*Material*

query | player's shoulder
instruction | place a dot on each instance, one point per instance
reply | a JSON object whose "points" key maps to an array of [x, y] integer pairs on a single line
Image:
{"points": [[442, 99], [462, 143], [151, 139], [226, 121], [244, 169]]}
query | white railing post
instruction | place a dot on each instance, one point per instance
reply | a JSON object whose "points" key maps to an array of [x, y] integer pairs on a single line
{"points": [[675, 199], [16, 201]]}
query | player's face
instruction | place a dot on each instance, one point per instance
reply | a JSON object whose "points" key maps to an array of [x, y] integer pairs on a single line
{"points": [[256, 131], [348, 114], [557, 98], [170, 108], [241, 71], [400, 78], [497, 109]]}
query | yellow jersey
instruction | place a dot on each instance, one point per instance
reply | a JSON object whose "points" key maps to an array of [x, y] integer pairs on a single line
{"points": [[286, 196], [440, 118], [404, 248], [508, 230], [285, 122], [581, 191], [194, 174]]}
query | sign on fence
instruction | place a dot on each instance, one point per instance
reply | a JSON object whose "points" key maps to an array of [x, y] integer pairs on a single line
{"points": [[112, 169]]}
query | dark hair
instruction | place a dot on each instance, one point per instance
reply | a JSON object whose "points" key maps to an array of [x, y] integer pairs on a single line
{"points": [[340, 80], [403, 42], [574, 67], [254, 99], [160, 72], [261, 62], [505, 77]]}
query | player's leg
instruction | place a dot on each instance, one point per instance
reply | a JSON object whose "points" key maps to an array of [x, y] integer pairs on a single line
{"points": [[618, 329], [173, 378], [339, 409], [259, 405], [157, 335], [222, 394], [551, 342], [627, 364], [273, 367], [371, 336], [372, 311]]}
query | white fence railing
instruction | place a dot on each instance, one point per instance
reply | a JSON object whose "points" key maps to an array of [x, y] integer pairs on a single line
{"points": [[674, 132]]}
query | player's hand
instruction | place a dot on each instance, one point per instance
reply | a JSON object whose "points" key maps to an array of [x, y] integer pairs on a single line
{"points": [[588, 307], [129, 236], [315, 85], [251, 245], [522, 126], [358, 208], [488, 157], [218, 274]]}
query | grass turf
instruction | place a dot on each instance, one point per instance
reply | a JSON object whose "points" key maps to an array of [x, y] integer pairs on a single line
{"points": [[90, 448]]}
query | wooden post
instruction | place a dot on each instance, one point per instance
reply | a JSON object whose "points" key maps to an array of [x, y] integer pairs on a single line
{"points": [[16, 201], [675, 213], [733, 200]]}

*Exercise aim*
Restate all of the entries exactly, please.

*Answer to the exercise*
query | player's shoulder
instruction | place a dot on each instance, one point per instance
reply | a JSON object whose "points" key maps to an array of [x, y] integer pairs on a single line
Image:
{"points": [[442, 99], [462, 143], [151, 139], [226, 121], [244, 169]]}
query | white railing post
instruction | place a dot on each instance, one point per instance
reply | a JSON object whose "points" key maps to an array of [x, y] integer pairs on a single line
{"points": [[675, 199], [16, 201]]}
query | player's face
instruction | place a dot on each instance, one point per instance
reply | a JSON object whose "points" key maps to an array of [x, y] integer pairs on a single line
{"points": [[256, 131], [348, 114], [557, 98], [170, 108], [241, 71], [400, 78], [497, 109]]}
query | yellow jersey
instruction | place a dot on each instance, one point per instance
reply | a JSON object whose "points" key maps to an array of [x, y] integer pairs on a single line
{"points": [[286, 196], [440, 118], [404, 248], [508, 230], [285, 122], [581, 191], [194, 174]]}
query | sign on fence
instruction | place a dot on each instance, one point per instance
reply | a JSON object whose "points" key maps to an array of [x, y] integer pairs on a single line
{"points": [[112, 169]]}
query | dark hair
instruction | place a dot on each instance, one point per instance
reply | a JSON object whose "points" key maps to an array of [x, y] integer pairs on a single line
{"points": [[340, 80], [403, 42], [574, 67], [254, 99], [160, 72], [261, 62], [505, 77]]}
query | player's leg
instruction | place a dot on each instance, one point per instance
reply | a JSON object whose "points" key maps to an array of [x, y] integer pairs on a single line
{"points": [[618, 329], [173, 378], [339, 409], [259, 405], [157, 335], [222, 394], [551, 342], [627, 364], [273, 367], [371, 336], [372, 311]]}
query | white fence railing
instruction | place a dot on each instance, one point per instance
reply | a JSON object whose "points" key maps to an array of [x, y] integer pairs on a single line
{"points": [[674, 132]]}
query | player's hand
instruction | place a dot on each instance, one point per instance
reply | a JSON object whose "points" key maps to an array of [x, y] integer pairs on a single line
{"points": [[588, 307], [129, 236], [315, 85], [251, 245], [522, 126], [358, 208], [488, 157], [218, 274]]}
query | grass turf
instruction | place a dot on each instance, one point per instance
reply | a JSON object whose "points" key maps to an array of [x, y] integer pairs on a single line
{"points": [[90, 448]]}
query | wooden post
instruction | place a dot on each instance, one point per instance
reply | a JSON object whose "points" key maps to an array of [x, y] integer pairs on a single line
{"points": [[16, 201], [675, 213], [733, 200]]}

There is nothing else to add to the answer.